Could you update the items below so that each "gravel" becomes "pebble", with everything else left unchanged and the pictures omitted?

* INPUT DATA *

--- START ---

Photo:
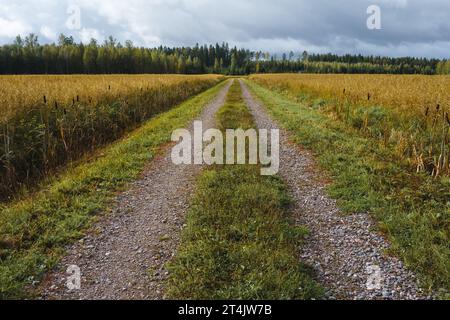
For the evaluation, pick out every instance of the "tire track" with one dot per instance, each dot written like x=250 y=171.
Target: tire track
x=125 y=255
x=348 y=256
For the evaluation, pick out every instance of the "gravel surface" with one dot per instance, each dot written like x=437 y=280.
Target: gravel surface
x=124 y=256
x=344 y=250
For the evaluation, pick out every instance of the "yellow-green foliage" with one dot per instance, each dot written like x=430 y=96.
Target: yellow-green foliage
x=35 y=230
x=48 y=120
x=407 y=112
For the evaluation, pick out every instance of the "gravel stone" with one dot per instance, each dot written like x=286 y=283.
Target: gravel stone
x=340 y=247
x=140 y=235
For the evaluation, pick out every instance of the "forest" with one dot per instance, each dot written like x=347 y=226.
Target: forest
x=27 y=56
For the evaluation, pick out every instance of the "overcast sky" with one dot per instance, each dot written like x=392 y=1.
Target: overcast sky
x=408 y=27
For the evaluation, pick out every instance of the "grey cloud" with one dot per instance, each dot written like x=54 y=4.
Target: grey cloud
x=409 y=27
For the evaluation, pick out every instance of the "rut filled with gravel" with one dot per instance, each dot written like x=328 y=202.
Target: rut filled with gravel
x=124 y=257
x=346 y=253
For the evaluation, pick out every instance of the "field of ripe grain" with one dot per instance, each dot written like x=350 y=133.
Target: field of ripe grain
x=47 y=121
x=406 y=112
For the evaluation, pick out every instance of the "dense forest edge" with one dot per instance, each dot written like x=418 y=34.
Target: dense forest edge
x=27 y=56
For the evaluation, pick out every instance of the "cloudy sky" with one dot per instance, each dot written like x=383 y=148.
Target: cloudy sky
x=408 y=27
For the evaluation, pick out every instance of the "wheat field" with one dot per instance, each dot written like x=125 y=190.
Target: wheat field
x=407 y=112
x=47 y=121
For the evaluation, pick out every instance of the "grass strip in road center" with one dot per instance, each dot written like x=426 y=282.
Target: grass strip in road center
x=33 y=232
x=239 y=242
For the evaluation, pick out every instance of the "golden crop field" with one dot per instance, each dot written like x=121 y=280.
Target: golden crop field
x=408 y=112
x=20 y=92
x=46 y=121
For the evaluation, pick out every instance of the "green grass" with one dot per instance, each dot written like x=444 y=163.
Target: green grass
x=413 y=210
x=33 y=232
x=239 y=242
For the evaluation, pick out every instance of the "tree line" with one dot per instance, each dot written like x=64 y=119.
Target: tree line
x=28 y=56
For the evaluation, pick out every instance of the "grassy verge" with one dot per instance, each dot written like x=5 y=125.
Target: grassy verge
x=413 y=210
x=239 y=242
x=34 y=232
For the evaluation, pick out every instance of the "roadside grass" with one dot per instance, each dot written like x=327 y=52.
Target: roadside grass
x=239 y=242
x=413 y=210
x=34 y=231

--- END ---

* SOLUTION TO THE PROBLEM *
Photo:
For the evaluation, pick out every instance of the "tire track" with one dot per instance, each dot written like x=250 y=171.
Target: tire track
x=125 y=255
x=348 y=256
For the evaluation, pick out every instance of the "pebble surface" with one dot per instance, each dot written like x=437 y=280.
Target: pebble surface
x=124 y=256
x=344 y=250
For the evaluation, pick out every instance of the "yellow-green foliage" with one dot per instance, each dot written like x=430 y=96.
Target: yellow-green foliage
x=35 y=230
x=48 y=120
x=407 y=112
For the evaluation, pick out every instance of the "pebble stone" with one dot per instance, each dot written like x=286 y=283.
Target: pebble stone
x=340 y=247
x=140 y=235
For the evaluation, pick out every instance of the "forest" with one dot per instance, each dot written like x=347 y=226.
Target: forest
x=27 y=56
For the evaluation, pick out every instance of the "overcast sky" with one dot per instance, each dot written like x=392 y=1.
Target: overcast sky
x=408 y=27
For the evaluation, pick out every instance of the "grey cloud" with one dot per instance, each dot written like x=54 y=4.
Target: grey cloud
x=409 y=27
For the evaluation, pick out every instance of the "rut filled with pebble" with one dot per instance, each dot written like x=328 y=202.
Target: rut filled with pebble
x=124 y=257
x=346 y=253
For the evaluation, pick out every instance of the "field of ripe grain" with one dot per instance, each dot written like x=350 y=133.
Target: field of ripe grain
x=47 y=121
x=406 y=112
For the evaluation, pick out every instance of the "dense forest edge" with one dot per instance, each dot written like x=418 y=34.
Target: dense forest edge
x=27 y=56
For the evaluation, pick out every instance of the "cloudy sky" with one dot per instance, each dot written like x=383 y=148.
Target: cloudy sky
x=408 y=27
For the evaluation, pick out every instance of the "wheat field" with one dot per instance, each dot written like x=125 y=190.
Target: wheat field
x=407 y=112
x=47 y=121
For the evaluation, pick out every instance of the "grass strip in road center" with one dot per instance, each dot written like x=426 y=282.
Target: grass strip in road center
x=33 y=232
x=239 y=242
For the evaluation, pick out every instance of the "golden crop field" with one dot per instance, each dot written like x=121 y=280.
Target: golden crop field
x=408 y=112
x=20 y=92
x=46 y=121
For the evaluation, pick out every instance of the "green grass" with one dot per instance, each dot written like x=444 y=163.
Target: green grass
x=413 y=210
x=33 y=232
x=239 y=242
For the evaluation, pick out every instance of the "tree line" with one dot per instance, each dot written like x=64 y=119.
Target: tree line
x=28 y=56
For the evaluation, pick out every instance of the "grassy verge" with one dot per instance, each dot written like x=5 y=125.
Target: grassy verge
x=413 y=210
x=239 y=242
x=34 y=232
For the evaluation, pick out every instance of the "roadside grass" with one dot per instance, each dot written like x=327 y=52.
Target: roadside grass
x=239 y=242
x=413 y=210
x=34 y=231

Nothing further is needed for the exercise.